TEXTO DE CECÍLIA
HONÓRIO - Deputada do BE
1.
A igualdade de oportunidades tornou-se o chavão natural da
democratização do sistema de ensino. Mas como tem evoluído a escola pública em
Portugal no combate às desigualdades sociais?
Qual a dinâmica prevalecente: reprodução e/ou mudança
social? A escolarização contribui para a redução das assimetrias
territoriais?
As políticas de organização do território e a debilidade
das políticas públicas de educação foram escavando hierarquias:
há as escolas de “mérito” (aquelas que o
governo prefere para as exibições) e as outras
(algumas delas, guetos desconhecidos). No meio, uma
malha mais difusa, mas nem por isso limpa de
critérios de segregação, que se foram banalizando no
silêncio (critérios de constituição de turmas,
as turmas dos “bons” e as dos “maus”, critérios de atribuição
de turmas a professores, entre
outros).
Que propostas para denunciar
e desfazer as malhas, a visível e a invisível,
das desigualdades?
2.
Os pobres aumentaram, a pobreza
“envergonhada” também. A acção social escolar
é uma vergonha, ainda maior no ensino secundário.
As escolas vão tapando a realidade crua
com esquemas assistencialistas.
A defesa da escola pública exige a
prioridade, consensual aliás (é conclusão do Debate Nacional de
Educação, por exemplo), do trabalho em rede
com todos os profissionais e técnicos, dos psicólogos
aos mediadores, que acompanhem e apoiem os
vários caminhos entre a comunidade, a família, a
escola.
E sem intervenção social e sem criação de
emprego, não há milagres nem varinhas mágicas para os
contextos de partida dos alunos.
Mas não são estas crianças e jovens
o maior laço no compromisso de esquerda de
agentes de esquerda, a começar pel@s
professores?
3.
As desigualdades sociais continuam a
transformar-se em desigualdades escolares? A escolarização
das mães é um dos mais poderosos marcadores
sociais. As taxas de abandono e insucesso
precoce são muito mais elevadas entre crianças
cujas mães têm baixos níveis de escolaridade. A classe
social de origem dos pais fractura os níveis
de sucesso entre os filhos das classes favorecidas e os
outros*.

[Registos de um conjunto de dados]
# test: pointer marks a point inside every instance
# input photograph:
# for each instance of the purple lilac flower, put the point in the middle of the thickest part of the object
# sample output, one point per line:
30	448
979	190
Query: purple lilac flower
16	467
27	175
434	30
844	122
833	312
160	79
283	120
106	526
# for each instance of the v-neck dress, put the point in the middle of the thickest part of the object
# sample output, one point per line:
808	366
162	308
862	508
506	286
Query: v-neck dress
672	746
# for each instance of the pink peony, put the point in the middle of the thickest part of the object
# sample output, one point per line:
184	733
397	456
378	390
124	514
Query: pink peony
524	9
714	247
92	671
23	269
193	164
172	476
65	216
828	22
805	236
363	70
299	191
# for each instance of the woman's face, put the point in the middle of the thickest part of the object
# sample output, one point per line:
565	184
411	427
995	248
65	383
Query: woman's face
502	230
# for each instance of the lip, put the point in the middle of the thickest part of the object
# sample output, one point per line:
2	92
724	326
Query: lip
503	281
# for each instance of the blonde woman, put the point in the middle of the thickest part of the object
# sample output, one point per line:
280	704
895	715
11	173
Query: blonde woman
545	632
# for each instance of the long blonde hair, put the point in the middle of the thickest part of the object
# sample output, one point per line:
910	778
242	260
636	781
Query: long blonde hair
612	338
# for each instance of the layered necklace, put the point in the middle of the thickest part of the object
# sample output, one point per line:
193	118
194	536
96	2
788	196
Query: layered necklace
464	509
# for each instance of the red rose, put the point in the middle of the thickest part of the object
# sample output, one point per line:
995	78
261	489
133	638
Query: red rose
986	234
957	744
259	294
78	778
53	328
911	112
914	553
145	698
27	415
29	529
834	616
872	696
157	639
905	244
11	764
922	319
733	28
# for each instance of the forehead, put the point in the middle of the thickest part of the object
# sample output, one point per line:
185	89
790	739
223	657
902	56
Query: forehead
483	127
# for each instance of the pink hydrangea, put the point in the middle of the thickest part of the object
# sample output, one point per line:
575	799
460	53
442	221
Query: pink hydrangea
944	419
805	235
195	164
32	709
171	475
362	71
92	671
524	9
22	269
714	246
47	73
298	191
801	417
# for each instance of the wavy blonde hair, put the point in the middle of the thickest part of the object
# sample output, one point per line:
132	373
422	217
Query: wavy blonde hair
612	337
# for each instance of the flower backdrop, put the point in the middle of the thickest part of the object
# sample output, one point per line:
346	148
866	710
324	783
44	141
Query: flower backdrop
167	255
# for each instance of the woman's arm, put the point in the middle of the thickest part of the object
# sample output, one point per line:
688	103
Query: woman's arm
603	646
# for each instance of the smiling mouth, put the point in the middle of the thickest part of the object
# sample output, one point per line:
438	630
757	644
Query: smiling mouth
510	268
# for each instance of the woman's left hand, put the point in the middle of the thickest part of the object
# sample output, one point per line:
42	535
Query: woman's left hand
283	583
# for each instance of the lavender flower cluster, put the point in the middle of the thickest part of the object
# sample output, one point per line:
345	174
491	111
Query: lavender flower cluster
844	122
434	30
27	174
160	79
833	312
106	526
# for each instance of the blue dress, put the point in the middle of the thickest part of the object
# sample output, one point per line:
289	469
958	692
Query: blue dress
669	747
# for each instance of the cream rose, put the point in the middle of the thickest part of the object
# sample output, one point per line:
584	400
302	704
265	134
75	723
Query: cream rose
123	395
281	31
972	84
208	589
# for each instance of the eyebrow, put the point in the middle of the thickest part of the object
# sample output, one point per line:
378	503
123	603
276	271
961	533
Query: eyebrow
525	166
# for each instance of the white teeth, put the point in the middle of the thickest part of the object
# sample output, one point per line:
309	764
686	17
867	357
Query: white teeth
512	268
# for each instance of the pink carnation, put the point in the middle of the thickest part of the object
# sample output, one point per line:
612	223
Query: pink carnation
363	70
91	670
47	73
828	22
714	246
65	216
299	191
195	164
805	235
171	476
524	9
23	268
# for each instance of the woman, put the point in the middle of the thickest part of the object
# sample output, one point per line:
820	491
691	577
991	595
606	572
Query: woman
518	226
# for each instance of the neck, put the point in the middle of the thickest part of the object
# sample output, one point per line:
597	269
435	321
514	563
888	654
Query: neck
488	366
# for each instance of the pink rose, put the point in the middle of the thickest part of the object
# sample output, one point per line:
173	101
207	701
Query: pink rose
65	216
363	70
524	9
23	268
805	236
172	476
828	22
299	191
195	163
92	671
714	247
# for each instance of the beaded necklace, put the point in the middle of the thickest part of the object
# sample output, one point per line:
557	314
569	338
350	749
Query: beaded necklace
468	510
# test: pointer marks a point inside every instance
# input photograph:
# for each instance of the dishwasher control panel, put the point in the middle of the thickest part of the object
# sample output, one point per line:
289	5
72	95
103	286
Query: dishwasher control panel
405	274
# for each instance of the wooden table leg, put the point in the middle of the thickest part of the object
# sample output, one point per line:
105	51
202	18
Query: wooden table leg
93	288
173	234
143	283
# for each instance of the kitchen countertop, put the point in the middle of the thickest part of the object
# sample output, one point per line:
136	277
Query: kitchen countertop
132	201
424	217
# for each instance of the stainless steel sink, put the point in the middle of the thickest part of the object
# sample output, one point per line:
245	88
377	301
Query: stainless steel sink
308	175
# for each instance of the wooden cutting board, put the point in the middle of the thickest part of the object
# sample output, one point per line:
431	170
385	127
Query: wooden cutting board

▶ _Enunciado_
Copie, sem qualquer alteração, o trecho do texto sobre as desigualdades na escola pública que vai desde "TEXTO DE CECÍLIA" até "territoriais?", inclusive. Responda com base apenas no texto.

▶ _Resolução_
TEXTO DE CECÍLIA
HONÓRIO - Deputada do BE
1.
A igualdade de oportunidades tornou-se o chavão natural da
democratização do sistema de ensino. Mas como tem evoluído a escola pública em
Portugal no combate às desigualdades sociais?
Qual a dinâmica prevalecente: reprodução e/ou mudança
social? A escolarização contribui para a redução das assimetrias
territoriais?